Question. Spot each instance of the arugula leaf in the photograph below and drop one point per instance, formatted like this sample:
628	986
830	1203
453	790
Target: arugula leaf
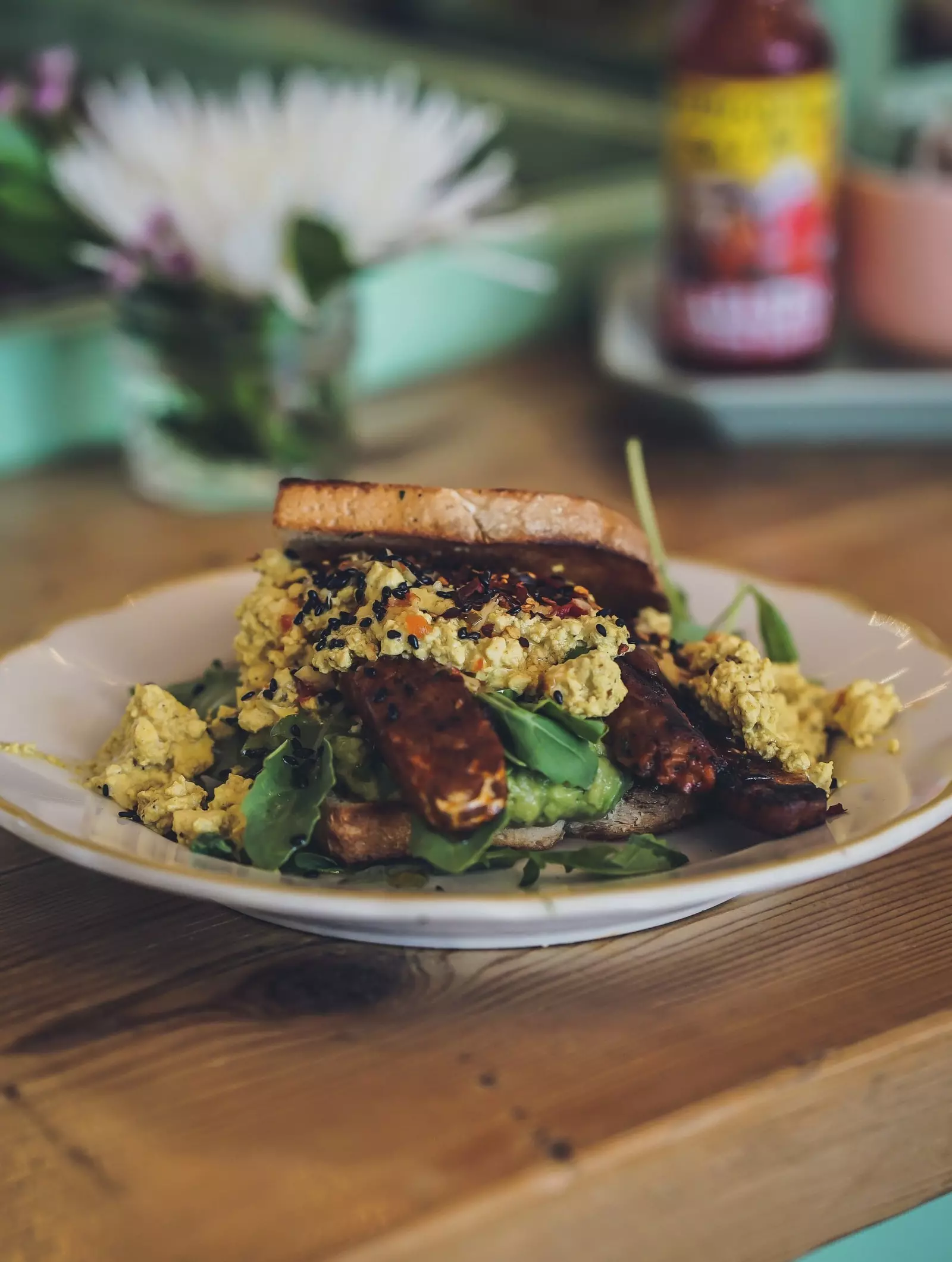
775	635
214	688
642	854
451	856
774	632
684	627
544	745
281	818
214	845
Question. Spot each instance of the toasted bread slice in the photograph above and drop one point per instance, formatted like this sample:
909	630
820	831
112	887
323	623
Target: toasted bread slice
377	832
503	529
643	809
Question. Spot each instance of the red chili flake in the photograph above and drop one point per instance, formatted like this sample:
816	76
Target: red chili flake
568	611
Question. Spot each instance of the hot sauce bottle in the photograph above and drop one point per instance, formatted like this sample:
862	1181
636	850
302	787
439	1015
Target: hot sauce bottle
751	167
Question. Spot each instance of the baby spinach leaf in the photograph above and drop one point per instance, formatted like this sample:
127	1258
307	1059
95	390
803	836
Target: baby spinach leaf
642	854
544	745
280	816
452	856
585	728
684	627
309	863
775	635
210	691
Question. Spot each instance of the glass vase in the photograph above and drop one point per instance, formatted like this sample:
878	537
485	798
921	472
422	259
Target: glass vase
224	397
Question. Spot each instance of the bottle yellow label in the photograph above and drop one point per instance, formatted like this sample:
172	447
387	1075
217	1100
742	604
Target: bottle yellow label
751	171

# Given instruction:
Please print all of the rows above again, word for word, with the pictures left out.

# Output for this exercise:
Question. Spot each instance of the arugula leaf in the photograph below and drop one point per instance, formatted like this sample:
628	986
830	1203
453	790
Target: arugula leaf
775	635
214	688
642	854
451	856
774	632
684	627
544	745
281	818
214	845
Question. Spot each instance of the toasted bread slice in the photograph above and drop one point per instance, formatted like this sample:
909	630
820	831
112	887
323	623
Target: toasted bread slice
377	832
503	529
643	809
Question. Spot each instance of the red chili flake in the photograph above and drop one point per instance, formatted like this sample:
816	76
Target: red chili flake
568	611
Question. Spot each instance of the hot sauce bottle in the photograph above and drop one point per instance, formatted like this sample:
862	1181
636	850
302	787
439	1015
Target: hot sauce bottle
751	167
Question. Spot each instance of the baby spinach leaf in the photograph above and drop one point per instance, formatted like this sample:
127	1258
307	1059
95	390
803	836
Target: baby spinach leaf
642	854
544	745
280	816
452	856
585	728
684	627
309	863
775	635
210	691
Question. Spot each instance of the glass vase in the photograph above and drop one point per instance, formatted like this sample:
878	537
485	798
921	472
422	259
Target: glass vase
224	397
Question. Spot each instance of the bottle yellow label in the photograph above and drop one point per instance, formatted like this sample:
172	447
387	1075
217	1100
742	604
Target: bottle yellow label
751	171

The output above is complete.